TASK:
Transcribe the full listing below exactly.

RECORDS FOR THE EXERCISE:
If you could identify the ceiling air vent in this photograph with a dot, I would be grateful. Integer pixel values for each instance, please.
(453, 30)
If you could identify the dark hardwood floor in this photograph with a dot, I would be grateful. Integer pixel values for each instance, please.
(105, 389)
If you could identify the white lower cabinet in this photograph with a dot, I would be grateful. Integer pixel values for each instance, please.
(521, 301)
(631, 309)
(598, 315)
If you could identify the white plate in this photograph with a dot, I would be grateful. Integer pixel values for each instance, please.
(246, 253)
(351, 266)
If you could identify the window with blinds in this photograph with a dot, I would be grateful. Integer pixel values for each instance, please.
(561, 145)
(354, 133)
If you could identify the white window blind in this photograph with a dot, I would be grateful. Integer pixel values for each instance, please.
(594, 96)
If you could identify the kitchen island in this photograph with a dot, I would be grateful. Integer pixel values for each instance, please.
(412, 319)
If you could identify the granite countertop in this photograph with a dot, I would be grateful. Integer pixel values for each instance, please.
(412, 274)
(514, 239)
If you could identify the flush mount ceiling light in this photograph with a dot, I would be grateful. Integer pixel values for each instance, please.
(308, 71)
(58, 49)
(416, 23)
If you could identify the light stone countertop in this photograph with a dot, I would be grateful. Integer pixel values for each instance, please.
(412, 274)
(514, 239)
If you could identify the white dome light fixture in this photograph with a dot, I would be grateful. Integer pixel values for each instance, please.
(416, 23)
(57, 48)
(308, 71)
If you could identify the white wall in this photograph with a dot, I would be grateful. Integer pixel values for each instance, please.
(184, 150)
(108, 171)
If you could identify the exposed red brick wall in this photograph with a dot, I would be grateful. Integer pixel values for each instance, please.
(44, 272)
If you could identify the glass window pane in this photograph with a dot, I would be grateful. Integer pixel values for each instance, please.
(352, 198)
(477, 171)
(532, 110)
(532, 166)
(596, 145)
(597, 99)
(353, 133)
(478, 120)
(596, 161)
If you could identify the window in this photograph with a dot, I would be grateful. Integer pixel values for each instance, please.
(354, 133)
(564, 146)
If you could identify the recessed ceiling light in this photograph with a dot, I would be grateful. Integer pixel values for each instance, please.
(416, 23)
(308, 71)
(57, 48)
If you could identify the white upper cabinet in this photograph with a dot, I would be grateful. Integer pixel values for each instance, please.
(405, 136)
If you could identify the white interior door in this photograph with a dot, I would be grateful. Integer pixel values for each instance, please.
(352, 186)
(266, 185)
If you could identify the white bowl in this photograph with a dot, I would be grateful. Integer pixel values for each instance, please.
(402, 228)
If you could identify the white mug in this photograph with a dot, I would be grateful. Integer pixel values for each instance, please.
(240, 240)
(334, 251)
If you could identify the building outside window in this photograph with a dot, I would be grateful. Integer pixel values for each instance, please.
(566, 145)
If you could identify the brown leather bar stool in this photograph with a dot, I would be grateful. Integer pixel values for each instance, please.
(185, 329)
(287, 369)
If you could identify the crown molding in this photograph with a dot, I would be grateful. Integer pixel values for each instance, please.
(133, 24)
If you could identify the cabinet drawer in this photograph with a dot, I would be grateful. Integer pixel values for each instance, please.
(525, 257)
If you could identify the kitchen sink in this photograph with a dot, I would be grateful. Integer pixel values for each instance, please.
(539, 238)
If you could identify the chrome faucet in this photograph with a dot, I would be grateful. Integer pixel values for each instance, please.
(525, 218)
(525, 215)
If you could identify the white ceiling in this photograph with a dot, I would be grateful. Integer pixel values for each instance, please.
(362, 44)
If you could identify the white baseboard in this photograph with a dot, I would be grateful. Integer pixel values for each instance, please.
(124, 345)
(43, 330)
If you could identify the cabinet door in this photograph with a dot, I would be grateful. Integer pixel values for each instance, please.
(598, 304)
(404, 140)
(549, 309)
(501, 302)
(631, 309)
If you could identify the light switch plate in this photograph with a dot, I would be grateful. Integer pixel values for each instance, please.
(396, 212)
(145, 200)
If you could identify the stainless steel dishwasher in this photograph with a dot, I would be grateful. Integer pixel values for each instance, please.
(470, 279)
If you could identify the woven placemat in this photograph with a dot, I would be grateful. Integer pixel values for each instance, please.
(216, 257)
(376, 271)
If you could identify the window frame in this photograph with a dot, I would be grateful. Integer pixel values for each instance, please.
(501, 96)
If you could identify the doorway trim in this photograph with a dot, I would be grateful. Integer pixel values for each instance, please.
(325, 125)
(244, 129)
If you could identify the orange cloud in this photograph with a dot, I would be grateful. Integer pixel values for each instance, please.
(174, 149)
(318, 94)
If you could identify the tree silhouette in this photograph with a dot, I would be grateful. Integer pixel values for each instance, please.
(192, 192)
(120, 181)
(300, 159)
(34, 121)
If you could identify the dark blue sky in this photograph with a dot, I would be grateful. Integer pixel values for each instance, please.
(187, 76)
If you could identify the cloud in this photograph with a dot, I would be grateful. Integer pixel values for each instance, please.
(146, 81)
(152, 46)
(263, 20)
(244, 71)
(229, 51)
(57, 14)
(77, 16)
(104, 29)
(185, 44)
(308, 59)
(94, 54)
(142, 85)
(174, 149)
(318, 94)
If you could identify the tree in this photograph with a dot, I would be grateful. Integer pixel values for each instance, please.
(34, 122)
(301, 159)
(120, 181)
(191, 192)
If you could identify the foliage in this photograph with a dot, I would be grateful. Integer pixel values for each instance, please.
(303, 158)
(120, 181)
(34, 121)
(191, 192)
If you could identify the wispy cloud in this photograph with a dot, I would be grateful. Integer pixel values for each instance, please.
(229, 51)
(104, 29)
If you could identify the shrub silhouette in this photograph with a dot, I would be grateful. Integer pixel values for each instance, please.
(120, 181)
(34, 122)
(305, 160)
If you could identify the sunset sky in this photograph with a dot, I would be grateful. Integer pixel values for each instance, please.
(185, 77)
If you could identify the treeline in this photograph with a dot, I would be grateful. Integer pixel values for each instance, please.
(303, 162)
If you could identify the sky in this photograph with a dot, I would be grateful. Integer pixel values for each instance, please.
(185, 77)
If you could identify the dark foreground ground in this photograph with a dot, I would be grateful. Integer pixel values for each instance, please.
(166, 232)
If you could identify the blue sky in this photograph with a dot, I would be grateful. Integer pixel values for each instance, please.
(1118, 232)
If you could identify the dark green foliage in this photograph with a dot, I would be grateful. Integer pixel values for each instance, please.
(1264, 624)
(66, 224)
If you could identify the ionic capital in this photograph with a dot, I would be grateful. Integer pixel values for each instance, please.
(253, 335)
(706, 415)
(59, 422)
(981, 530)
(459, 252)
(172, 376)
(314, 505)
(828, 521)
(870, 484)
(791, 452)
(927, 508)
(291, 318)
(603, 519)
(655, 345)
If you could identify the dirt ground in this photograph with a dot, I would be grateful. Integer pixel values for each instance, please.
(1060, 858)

PROBLEM SOLUTION:
If you could identify the ceiling air vent in this photograph with a dot, I would be grateful. Integer pixel values for each instance, please.
(453, 30)
If you could identify the dark hardwood floor in this photograph with a dot, I would be grateful. Integer pixel values for each instance, please.
(105, 389)
If you could identify the white lower cabinet in this photograph with a dot, I would be grateful. Integer pixel values for each instance, please.
(521, 301)
(631, 309)
(598, 315)
If you could identify the white plate in this photograph with a dot, I would be grateful. Integer pixel values for each instance, please.
(246, 253)
(351, 266)
If you could identify the window with blinds in this photograph with a dot, I would be grateful. Integer pixel values for each instance, please.
(561, 145)
(354, 133)
If you could identify the white window blind in this photograph with a dot, I would be grateful. Integer pixel values for each instance, please.
(594, 96)
If you could identify the kitchen island in this photograph with a dot, I would be grateful. Integer pixel values for each instance, please.
(412, 319)
If you could identify the granite countertop in this photograph with a dot, I would be grateful. Integer pixel values for each instance, please.
(412, 274)
(514, 239)
If you could identify the flush mount ceiling light in this photograph with a dot, I would be grateful. Integer pixel values for each instance, please.
(308, 71)
(58, 49)
(416, 23)
If you could identify the light stone countertop in this photograph with a dot, I would be grateful. Integer pixel values for each instance, please.
(412, 274)
(514, 239)
If you could identify the white dome light fixture in this photograph with a dot, I would be grateful. Integer pixel values for each instance, please.
(416, 23)
(57, 48)
(308, 71)
If you could identify the white wall in this photograph with a dot, I would be grateful. Integer pixel values for each instance, please.
(184, 150)
(108, 171)
If you could identify the exposed red brick wall in this photograph with a dot, I would be grateful. Integer pixel values for each instance, please.
(44, 272)
If you could identify the glass window pane in this photograph with a dot, I would be grateful. Integer pixel values for each instance, please.
(352, 198)
(477, 171)
(532, 110)
(532, 166)
(596, 145)
(597, 99)
(353, 133)
(478, 120)
(596, 161)
If you could identify the window in this photograph with a dot, I would be grateful. Integer pixel values for each instance, please.
(354, 133)
(564, 146)
If you could identify the recessed ceiling light in this photograph with a dot, I would be grateful. Integer pixel values for each instance, please.
(416, 23)
(308, 71)
(57, 48)
If you could identify the white upper cabinet in this photograph with a dot, I would be grateful. Integer pixel values for each instance, please.
(405, 136)
If you could identify the white interior door in this photograph with a dot, I would be grateful. Integer pixel values for each instance, please.
(352, 186)
(266, 185)
If you could identify the white bowl in this photograph with a dot, I would be grateful. Integer pixel values for each instance, please.
(402, 228)
If you could identify the white mug in this photograph with a dot, I would be grateful. Integer pixel values for each instance, please.
(240, 240)
(334, 251)
If you could identify the building outside window in this photograph with a dot, I would be grateful. Integer pixel values for each instance, please.
(566, 145)
If you could identify the brown leather bar stool in this photograph with a dot, I would be grateful. Integer pixel values for each instance, please.
(185, 329)
(287, 369)
If you could identify the crown molding in this photograph with a dot, I would be grateful. Integer pixel values for each instance, please.
(133, 24)
If you could identify the cabinet drawer in this photograph with a dot, I would be grateful. Integer pixel values for each instance, please.
(525, 257)
If you could identify the kitchen sink in this photograph with a dot, I would be grateful. Integer pixel values for each instance, please.
(539, 238)
If you could identify the chrome faucet in this photograph with a dot, I would be grateful. Integer pixel values for each instance, please.
(525, 218)
(525, 215)
If you could identify the white ceiling in this photograph with a dot, I would be grateful. Integer pixel values for each instance, please.
(362, 44)
If you could identify the white baseboard in this photograph with a dot, I would be grateful. Integer pixel values for each instance, please.
(124, 345)
(43, 330)
If you could identify the cabinet door in this photograph with a dot, I would be grateful. Integer pixel values for each instance, please.
(598, 304)
(404, 140)
(549, 309)
(501, 302)
(631, 309)
If you could identify the light switch plate in this photograph with a dot, I would be grateful. Integer pixel values for each instance, please.
(396, 212)
(145, 200)
If you could identify the stainless steel dishwasher in this photograph with a dot, I would be grateful. Integer pixel values for each instance, please.
(470, 279)
If you could identify the woven placemat in this photograph with a dot, I would be grateful. Integer pixel values for each instance, please.
(216, 257)
(376, 271)
If you could identify the window frame in this photograph with a dot, I would be grateful. Integer pixel values for each instance, please.
(501, 96)
If you could identify the doorway trim in this photograph with a dot, I would be grateful. Integer pixel values for each instance, please.
(325, 125)
(244, 129)
If you could identify the orange cloud in this photograph with a dot, I would be grateful. Integer pixel values for each instance, please.
(174, 149)
(318, 94)
If you could identify the tree silhouette in this photograph with a dot, I would be grateful. Integer pixel values for each instance, please.
(192, 192)
(120, 181)
(300, 159)
(34, 121)
If you could identify the dark blue sky in this photograph with a dot, I would be grateful. Integer pixel values for each instance, please.
(187, 76)
If you could identify the cloud in this photograph with a dot, I would be grateful. Integer pixel values for each instance, please.
(146, 81)
(152, 46)
(263, 20)
(244, 71)
(229, 51)
(57, 14)
(77, 16)
(104, 29)
(185, 44)
(308, 59)
(94, 54)
(142, 85)
(174, 149)
(318, 94)
If you could identify the tree in this photograph with a dot, I would be grateful. Integer pixel values for each instance, please.
(34, 122)
(301, 159)
(120, 181)
(191, 192)
If you could identify the foliage in this photograph with a dot, I would be grateful. Integer pixel values for each instance, please.
(303, 158)
(120, 181)
(34, 121)
(191, 192)
If you could identify the wispy cloud in this photograph with a dot, I would be grateful. Integer pixel values for each instance, please.
(229, 51)
(104, 29)
If you could identify the shrub silhouette in this photograph with a dot, I would be grateful. Integer pixel values for each instance, please.
(120, 181)
(34, 122)
(305, 160)
If you could identify the sunset sky in this photograph with a dot, I would be grateful. Integer pixel values for each instance, please.
(185, 77)
If you could identify the treeline in this photograph with a dot, I would be grateful. Integer pixel values for each instance, please.
(303, 162)
If you could identify the sky in this photograph with a dot, I would be grateful. Integer pixel values for each instance, please.
(185, 77)
If you could identify the dark foreground ground in this photograph with a dot, I would be grateful. Integer pixel values for each instance, please.
(166, 232)
If you could identify the blue sky in this photograph with a dot, I would be grateful. Integer pixel values for each instance, please.
(1118, 232)
If you could identify the dark green foliage in this photograph with a dot, I would be grateful. Integer pixel values for each instance, please.
(1264, 624)
(66, 224)
If you could identify the ionic capital in this photograph with a dot, I would be grateful. Integer pixel values for each instance, please.
(253, 335)
(706, 415)
(59, 422)
(981, 530)
(459, 252)
(172, 376)
(314, 505)
(828, 521)
(870, 484)
(791, 452)
(927, 508)
(291, 318)
(603, 519)
(655, 345)
If you could identify the dirt ground in this photograph with a dot, I would be grateful. Integer pixel values for each instance, please.
(1060, 858)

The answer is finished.